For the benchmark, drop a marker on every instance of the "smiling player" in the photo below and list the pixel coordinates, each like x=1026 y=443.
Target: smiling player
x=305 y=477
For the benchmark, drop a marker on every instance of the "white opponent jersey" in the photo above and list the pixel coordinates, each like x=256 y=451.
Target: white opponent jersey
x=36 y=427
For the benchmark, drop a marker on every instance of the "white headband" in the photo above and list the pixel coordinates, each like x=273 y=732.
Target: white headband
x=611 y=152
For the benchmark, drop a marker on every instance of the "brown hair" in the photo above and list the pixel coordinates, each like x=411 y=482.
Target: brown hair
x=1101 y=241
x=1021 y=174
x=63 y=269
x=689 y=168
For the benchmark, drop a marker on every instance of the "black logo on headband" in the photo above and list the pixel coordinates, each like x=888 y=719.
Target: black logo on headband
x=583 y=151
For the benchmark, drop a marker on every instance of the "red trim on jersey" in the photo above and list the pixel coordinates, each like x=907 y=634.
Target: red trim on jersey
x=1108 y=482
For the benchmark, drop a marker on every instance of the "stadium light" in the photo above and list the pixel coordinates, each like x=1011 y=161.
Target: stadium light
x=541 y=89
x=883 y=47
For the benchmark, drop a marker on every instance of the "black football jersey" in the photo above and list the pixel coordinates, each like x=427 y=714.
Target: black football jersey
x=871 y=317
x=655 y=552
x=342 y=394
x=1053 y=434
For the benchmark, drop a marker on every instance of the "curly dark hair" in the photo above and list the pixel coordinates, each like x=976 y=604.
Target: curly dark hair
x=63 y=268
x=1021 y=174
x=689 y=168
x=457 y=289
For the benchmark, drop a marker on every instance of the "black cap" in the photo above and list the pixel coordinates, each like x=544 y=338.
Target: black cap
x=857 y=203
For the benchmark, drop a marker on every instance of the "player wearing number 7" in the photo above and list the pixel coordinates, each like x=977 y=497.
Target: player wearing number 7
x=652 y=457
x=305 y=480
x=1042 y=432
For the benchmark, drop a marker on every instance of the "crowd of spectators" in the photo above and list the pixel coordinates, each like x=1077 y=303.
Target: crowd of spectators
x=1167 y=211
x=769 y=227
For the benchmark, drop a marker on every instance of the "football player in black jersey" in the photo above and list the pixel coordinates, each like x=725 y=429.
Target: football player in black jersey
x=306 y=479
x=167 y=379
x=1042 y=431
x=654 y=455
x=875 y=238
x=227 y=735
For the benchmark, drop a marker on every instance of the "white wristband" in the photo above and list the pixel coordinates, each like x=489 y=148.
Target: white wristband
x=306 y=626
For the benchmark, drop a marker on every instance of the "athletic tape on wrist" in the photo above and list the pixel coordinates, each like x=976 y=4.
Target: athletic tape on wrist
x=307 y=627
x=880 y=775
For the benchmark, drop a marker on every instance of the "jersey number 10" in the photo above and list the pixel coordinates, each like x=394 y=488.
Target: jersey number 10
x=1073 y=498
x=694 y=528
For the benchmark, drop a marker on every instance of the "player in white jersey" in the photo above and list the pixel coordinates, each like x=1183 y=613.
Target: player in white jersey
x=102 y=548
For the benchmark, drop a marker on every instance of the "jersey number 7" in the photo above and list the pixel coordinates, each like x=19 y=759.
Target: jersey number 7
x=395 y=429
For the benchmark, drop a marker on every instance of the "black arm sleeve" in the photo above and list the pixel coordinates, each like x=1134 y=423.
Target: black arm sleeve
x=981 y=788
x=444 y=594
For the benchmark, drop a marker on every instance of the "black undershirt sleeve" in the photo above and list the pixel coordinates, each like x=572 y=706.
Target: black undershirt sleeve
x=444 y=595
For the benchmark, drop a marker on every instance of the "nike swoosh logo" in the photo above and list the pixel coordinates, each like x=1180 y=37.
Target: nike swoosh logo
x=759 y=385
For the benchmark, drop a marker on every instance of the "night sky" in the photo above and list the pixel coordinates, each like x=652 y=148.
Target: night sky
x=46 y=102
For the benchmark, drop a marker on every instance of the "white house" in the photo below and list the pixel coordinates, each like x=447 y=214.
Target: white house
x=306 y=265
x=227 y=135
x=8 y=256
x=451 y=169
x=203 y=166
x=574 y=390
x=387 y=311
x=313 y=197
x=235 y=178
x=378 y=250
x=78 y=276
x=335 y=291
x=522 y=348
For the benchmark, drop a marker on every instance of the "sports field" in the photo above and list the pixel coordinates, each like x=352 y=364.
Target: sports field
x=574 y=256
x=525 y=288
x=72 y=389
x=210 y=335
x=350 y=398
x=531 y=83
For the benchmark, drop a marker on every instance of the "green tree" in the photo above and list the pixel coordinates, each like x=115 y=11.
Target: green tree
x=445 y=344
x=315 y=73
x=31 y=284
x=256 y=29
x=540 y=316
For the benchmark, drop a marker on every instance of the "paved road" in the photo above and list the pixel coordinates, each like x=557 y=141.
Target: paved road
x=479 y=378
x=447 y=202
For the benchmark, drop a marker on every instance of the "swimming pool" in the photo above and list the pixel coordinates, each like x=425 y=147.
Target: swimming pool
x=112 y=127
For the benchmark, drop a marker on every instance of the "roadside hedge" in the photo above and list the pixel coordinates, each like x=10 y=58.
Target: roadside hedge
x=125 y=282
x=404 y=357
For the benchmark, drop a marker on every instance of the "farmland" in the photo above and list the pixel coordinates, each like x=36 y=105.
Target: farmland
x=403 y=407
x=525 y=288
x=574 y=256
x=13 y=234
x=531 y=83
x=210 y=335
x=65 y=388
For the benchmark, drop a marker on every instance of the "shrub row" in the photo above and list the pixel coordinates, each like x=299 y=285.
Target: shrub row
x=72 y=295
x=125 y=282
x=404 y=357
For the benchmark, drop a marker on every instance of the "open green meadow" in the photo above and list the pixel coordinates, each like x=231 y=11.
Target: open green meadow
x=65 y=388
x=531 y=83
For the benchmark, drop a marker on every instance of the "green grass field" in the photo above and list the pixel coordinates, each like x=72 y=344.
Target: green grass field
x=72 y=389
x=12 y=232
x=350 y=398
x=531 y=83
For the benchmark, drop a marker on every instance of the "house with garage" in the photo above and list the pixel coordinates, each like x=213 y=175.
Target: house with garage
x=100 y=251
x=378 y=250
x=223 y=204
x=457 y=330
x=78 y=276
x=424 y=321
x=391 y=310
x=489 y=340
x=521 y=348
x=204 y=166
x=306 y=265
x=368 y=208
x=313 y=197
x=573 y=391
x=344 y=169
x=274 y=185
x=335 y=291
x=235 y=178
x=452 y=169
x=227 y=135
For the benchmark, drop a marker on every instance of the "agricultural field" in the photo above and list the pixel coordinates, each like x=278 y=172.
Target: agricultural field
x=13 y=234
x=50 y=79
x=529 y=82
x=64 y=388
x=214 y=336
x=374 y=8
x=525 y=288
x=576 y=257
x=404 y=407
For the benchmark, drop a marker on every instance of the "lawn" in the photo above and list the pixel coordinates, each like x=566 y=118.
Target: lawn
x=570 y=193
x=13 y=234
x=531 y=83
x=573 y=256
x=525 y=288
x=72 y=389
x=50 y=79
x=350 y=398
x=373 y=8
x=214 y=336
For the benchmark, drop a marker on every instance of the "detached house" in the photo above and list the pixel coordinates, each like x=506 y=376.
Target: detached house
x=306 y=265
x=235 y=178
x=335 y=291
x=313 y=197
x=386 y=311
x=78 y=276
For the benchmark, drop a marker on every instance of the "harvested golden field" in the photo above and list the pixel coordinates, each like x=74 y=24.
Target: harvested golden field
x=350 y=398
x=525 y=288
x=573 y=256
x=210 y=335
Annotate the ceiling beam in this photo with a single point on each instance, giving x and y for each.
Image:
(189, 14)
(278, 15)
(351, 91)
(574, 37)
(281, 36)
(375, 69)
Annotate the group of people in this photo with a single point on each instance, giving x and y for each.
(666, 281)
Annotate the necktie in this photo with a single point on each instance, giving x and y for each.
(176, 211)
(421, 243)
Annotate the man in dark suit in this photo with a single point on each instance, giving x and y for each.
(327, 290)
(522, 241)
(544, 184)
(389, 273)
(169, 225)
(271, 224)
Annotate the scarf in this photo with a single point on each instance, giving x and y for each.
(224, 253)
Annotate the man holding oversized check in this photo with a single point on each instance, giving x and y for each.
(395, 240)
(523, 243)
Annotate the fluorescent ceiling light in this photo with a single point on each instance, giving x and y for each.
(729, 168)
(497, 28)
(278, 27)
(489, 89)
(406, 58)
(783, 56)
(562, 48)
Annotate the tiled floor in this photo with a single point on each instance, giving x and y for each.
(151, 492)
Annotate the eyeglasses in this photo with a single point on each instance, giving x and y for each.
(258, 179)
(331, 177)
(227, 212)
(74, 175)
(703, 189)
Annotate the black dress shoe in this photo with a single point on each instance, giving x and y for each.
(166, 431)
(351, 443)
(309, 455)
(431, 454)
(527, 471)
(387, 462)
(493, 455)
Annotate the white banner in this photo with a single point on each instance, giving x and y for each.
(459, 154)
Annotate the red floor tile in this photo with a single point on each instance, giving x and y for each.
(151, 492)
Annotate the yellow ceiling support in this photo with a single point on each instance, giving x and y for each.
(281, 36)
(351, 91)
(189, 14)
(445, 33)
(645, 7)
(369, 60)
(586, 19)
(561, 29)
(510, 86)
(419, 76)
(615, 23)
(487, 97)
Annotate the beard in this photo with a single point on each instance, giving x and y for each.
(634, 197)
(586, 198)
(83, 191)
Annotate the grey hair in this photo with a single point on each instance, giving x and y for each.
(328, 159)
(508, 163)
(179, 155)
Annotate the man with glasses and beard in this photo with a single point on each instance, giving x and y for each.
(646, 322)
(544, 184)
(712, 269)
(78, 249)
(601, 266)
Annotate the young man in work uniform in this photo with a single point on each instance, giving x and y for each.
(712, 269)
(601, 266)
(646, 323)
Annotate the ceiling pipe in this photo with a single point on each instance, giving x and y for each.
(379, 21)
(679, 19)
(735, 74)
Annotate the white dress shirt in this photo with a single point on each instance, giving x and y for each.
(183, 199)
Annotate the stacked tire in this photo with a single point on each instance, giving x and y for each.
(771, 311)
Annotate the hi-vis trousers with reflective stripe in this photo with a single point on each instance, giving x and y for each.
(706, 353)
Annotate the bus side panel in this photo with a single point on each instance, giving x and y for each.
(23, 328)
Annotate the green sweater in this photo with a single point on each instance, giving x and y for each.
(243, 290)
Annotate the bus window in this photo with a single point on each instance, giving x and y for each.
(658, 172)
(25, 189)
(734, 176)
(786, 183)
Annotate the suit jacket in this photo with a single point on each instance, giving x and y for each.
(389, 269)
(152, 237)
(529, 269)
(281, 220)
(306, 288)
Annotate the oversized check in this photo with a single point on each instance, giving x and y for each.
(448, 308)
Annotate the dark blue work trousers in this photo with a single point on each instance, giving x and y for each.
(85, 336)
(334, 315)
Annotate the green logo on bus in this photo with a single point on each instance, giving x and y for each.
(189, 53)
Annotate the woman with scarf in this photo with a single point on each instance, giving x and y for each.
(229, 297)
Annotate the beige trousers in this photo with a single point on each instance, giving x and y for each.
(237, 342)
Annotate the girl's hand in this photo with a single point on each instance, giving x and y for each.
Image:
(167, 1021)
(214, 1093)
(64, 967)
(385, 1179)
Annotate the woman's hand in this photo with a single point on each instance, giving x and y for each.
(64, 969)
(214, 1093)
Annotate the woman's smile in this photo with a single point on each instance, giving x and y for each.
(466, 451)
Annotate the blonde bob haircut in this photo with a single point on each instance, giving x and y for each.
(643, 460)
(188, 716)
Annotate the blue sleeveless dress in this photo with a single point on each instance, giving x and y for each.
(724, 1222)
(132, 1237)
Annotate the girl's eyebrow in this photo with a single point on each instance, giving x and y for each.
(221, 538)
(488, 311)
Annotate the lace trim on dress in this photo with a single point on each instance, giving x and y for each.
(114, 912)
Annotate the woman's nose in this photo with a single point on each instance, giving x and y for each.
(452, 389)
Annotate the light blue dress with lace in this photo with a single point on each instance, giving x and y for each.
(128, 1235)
:::
Using the records above, please retype only the run of lines from the line holding "Annotate the girl's hand" through the last line, both ends included.

* SOLUTION *
Annotate the girl's hand in this photo with a single point on each instance, giving x and y for each.
Image:
(167, 1021)
(214, 1093)
(64, 967)
(385, 1179)
Annotate the woman's hand in this photo with a single point on each instance, giving x and y for each.
(64, 969)
(214, 1093)
Annotate the woman's smile in this photo with a single point on each instance, giving x and y for each.
(466, 451)
Annotate the blonde bob haircut in this photo with a single point on each instance, giving x and y for each.
(643, 460)
(188, 716)
Annotate the blue sleeveless dress in this photo with a single point on each instance, giving x and y for each.
(724, 1222)
(132, 1237)
Annotate the girl's eyebrow in this photo with a single point on each instance, giving x and y for each.
(221, 538)
(488, 311)
Annotate the lace trim on dress in this photo with a single point on each instance, giving x and y for each.
(114, 912)
Annotate the woman's nose in this photo with a single point on each instance, giving x and y for each.
(452, 389)
Annotate the light blue dress with lace in this photo with a single point on each instance, giving x and y for each.
(128, 1235)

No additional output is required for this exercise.